WHAT THIS TASK INVOLVES:
Write out, word for word, every line from the one containing "Please place a point on the blue and" through the last line of the records below, both ends included.

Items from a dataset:

----------

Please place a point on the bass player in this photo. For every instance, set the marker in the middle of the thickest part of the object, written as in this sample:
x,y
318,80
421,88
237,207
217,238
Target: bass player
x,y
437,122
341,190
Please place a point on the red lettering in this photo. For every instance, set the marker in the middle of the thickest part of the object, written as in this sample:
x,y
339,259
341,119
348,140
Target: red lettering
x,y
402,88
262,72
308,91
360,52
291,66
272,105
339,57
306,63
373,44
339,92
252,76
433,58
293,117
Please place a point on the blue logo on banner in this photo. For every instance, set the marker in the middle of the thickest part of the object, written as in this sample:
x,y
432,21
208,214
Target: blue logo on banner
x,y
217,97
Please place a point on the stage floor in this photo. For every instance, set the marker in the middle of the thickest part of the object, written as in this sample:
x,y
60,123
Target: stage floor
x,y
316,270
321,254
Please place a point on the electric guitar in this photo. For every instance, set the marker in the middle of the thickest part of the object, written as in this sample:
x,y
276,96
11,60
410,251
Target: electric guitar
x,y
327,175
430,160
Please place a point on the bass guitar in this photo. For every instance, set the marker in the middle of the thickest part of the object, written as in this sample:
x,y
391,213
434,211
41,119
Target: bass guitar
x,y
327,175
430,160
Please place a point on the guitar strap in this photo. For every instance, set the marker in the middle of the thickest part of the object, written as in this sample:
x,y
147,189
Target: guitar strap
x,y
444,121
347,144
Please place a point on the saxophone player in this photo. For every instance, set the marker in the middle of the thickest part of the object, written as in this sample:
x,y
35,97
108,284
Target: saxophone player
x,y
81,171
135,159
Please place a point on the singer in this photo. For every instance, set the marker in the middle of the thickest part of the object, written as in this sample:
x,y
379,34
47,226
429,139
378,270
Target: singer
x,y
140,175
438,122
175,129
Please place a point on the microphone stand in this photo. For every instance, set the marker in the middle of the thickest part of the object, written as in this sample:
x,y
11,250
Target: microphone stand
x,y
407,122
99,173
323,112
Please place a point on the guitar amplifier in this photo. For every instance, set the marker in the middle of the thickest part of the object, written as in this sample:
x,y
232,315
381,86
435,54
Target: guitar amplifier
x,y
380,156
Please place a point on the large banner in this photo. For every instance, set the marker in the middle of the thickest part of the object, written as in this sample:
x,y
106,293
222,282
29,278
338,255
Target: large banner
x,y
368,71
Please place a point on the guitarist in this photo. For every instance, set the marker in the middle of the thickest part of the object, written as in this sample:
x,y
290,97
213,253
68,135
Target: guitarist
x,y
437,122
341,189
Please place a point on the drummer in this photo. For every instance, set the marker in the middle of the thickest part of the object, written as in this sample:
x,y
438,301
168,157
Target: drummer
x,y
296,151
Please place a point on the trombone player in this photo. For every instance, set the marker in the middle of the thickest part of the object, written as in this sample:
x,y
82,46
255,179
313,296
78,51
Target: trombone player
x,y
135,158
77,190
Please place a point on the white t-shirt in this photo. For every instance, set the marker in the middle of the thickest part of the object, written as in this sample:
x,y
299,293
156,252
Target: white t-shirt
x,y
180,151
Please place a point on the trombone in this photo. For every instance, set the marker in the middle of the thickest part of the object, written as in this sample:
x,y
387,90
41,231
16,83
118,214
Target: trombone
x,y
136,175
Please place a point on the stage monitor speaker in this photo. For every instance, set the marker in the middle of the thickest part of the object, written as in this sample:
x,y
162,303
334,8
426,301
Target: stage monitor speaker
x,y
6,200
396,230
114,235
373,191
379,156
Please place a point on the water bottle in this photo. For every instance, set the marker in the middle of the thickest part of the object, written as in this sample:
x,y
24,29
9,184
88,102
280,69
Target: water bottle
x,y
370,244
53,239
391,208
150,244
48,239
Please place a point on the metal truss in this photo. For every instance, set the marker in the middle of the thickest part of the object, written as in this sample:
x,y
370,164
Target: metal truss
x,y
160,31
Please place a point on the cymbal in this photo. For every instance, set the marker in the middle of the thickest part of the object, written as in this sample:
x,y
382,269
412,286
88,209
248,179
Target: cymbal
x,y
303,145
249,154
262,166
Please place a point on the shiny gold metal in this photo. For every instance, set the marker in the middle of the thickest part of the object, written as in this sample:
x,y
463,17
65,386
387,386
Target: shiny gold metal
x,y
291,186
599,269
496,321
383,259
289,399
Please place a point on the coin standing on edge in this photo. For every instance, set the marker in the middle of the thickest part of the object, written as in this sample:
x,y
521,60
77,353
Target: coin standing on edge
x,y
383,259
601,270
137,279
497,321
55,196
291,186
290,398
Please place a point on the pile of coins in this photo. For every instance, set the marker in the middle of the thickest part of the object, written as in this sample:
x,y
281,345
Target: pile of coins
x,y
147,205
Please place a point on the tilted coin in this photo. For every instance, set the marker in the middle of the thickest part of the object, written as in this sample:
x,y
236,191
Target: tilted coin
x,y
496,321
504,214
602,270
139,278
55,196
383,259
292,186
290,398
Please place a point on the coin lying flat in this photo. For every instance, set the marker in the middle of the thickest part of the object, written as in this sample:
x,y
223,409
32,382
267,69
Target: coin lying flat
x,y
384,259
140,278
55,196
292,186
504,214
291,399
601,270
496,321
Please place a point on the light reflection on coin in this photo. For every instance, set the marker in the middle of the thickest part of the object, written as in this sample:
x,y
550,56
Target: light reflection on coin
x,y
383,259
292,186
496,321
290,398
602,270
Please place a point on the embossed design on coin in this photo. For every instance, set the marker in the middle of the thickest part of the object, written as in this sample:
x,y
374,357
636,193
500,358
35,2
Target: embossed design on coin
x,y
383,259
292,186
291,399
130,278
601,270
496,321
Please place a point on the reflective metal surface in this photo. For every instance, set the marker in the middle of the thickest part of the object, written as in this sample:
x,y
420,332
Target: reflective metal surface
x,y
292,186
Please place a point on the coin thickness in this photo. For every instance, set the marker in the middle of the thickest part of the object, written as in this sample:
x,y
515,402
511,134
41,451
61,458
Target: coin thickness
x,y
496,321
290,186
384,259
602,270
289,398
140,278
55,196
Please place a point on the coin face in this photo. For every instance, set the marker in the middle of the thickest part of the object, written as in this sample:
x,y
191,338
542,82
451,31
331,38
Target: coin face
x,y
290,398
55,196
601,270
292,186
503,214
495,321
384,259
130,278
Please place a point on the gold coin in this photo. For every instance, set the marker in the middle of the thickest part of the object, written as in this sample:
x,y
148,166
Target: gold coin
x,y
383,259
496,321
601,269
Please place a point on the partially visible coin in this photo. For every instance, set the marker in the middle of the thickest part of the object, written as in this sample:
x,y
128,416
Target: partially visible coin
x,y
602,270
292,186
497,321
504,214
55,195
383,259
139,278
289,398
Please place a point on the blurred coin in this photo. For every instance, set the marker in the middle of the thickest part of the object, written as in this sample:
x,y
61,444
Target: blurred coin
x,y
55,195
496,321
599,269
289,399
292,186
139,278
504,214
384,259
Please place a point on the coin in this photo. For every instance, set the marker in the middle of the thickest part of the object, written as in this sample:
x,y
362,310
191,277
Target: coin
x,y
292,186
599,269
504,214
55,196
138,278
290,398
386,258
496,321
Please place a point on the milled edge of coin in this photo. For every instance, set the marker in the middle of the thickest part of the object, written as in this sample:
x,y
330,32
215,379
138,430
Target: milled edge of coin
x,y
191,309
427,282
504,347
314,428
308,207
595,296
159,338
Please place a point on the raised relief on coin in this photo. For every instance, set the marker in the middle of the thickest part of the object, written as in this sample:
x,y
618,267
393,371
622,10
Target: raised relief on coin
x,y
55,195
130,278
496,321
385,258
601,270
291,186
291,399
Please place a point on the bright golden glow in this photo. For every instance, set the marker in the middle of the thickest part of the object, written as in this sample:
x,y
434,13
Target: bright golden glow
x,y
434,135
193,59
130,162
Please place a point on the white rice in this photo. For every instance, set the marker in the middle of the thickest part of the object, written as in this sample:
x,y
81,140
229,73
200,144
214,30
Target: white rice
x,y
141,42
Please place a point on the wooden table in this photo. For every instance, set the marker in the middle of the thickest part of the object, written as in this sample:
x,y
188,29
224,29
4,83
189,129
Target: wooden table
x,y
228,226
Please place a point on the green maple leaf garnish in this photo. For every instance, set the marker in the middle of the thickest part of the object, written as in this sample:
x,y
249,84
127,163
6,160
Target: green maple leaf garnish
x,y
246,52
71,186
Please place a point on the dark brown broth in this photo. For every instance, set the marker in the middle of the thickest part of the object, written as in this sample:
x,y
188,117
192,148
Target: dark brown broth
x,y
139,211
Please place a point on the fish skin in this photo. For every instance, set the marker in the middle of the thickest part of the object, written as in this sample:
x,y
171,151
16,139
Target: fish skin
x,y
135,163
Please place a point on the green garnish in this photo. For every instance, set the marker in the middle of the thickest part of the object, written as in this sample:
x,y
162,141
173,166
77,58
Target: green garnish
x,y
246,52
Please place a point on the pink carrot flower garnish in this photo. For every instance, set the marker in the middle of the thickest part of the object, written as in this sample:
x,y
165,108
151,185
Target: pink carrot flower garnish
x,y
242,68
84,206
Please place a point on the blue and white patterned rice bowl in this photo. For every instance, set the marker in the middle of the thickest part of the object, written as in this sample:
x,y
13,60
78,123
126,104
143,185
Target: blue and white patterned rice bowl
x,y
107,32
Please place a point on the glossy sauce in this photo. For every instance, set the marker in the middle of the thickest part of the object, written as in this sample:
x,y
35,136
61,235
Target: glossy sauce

----------

WORKED ANSWER:
Please place a point on the blue and white patterned rice bowl in this photo. For every instance, set the marker in the middle of the thickest part of the object, written as in this sample:
x,y
13,60
78,123
126,104
143,185
Target: blue and white patterned rice bowl
x,y
107,32
Please place a point on the glossy sauce in this photo. For every instance, set the marker in the middle of the thickest part of the object, written as in this sample:
x,y
35,136
61,235
Target: glossy sauce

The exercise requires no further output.